Passage provided:
Heteroscedastic Gaussian (Inverse Scaled Logistic Link)
The HeteroscedasticGaussian
with an inverse scaled logistic link is defined as
\[p(y|f, g, \lambda) = \frac{\sqrt{\lambda \sigma(g)}}{2\pi}\exp\left(-\frac{\lambda\sigma(g)}{2}\left(y - f\right)^2\right).\]
The augmentation
The reference for the augmentation is in [2].
\[\begin{align*} p(y|f, g, \lambda) =& \frac{\sqrt{\lambda \sigma(g)}}{2\pi}\exp\left(-\frac{\lambda\sigma(g)}{2}\left(y - f\right)^2\right),\\ =& \frac{\sqrt{\lambda \sigma(g)}}{2\pi}\exp\left(\left(\sigma(-g) - 1\right)\frac{\lambda}{2}\left(y - f\right)^2\right). \end{align*}\]
We use the identity with the Moment Generating Function of the Poisson distribution.
\[\begin{align*} p(y|f, g, \lambda) =& \frac{\sqrt{\lambda \sigma(g)}}{2\pi}\sum_{n=0}^\infty \sigma^{-n}(-g)\operatorname{Po}\left(n|\frac{\lambda}{2}\left(y - f\right)^2\right), =& \left(\frac{\lambda}{2\pi}\right)^{-\frac{1}{2}} \end{align*}\]
We augment with the variable $n$.

Given instruction:
In the text on the heteroscedastic Gaussian, the identity used involves the Moment Generating Function of which distribution? The records that come after the text on the heteroscedastic Gaussian have no connection to it.

Listed entries:
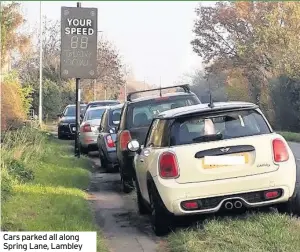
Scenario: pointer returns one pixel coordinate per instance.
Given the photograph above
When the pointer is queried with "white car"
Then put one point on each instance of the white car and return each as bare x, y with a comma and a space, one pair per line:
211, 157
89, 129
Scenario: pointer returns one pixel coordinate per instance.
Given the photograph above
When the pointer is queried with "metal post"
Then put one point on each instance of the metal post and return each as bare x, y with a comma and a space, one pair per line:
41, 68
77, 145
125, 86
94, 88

--

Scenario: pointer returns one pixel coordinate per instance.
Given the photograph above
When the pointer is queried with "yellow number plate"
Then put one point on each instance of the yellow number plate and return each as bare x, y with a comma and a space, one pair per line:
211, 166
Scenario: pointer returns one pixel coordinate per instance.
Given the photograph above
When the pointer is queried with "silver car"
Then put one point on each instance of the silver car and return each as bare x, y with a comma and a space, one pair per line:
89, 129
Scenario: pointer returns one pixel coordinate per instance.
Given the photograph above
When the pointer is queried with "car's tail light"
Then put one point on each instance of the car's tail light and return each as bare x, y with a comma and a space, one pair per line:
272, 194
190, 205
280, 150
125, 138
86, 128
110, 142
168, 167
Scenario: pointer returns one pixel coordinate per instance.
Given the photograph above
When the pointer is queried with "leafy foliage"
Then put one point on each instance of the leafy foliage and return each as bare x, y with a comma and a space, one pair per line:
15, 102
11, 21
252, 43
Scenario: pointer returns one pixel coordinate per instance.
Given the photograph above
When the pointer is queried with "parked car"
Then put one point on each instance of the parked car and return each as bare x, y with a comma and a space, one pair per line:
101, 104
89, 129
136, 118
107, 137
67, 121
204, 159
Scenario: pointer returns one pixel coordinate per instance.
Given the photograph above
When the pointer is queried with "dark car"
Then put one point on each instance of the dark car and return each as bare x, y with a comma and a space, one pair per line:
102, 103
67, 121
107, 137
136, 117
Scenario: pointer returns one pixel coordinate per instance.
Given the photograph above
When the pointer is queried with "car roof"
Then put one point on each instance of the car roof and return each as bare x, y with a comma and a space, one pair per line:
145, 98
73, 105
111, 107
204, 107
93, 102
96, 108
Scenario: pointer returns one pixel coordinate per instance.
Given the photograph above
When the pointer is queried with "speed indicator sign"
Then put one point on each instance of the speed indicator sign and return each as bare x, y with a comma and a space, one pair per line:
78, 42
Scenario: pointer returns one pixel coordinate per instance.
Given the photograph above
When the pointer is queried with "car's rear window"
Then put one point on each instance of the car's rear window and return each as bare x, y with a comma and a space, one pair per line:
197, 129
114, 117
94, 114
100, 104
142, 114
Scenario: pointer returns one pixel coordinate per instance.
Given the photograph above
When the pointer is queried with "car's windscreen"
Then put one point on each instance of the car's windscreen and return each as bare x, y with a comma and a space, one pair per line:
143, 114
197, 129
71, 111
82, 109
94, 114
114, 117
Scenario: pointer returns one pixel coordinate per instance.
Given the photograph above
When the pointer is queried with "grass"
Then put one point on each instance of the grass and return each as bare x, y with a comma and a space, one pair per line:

---

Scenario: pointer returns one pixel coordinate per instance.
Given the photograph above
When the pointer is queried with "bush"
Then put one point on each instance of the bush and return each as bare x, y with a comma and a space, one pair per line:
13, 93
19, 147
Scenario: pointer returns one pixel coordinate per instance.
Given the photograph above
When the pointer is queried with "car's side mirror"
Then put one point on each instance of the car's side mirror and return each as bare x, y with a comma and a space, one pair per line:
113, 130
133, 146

Completed task:
The Poisson distribution.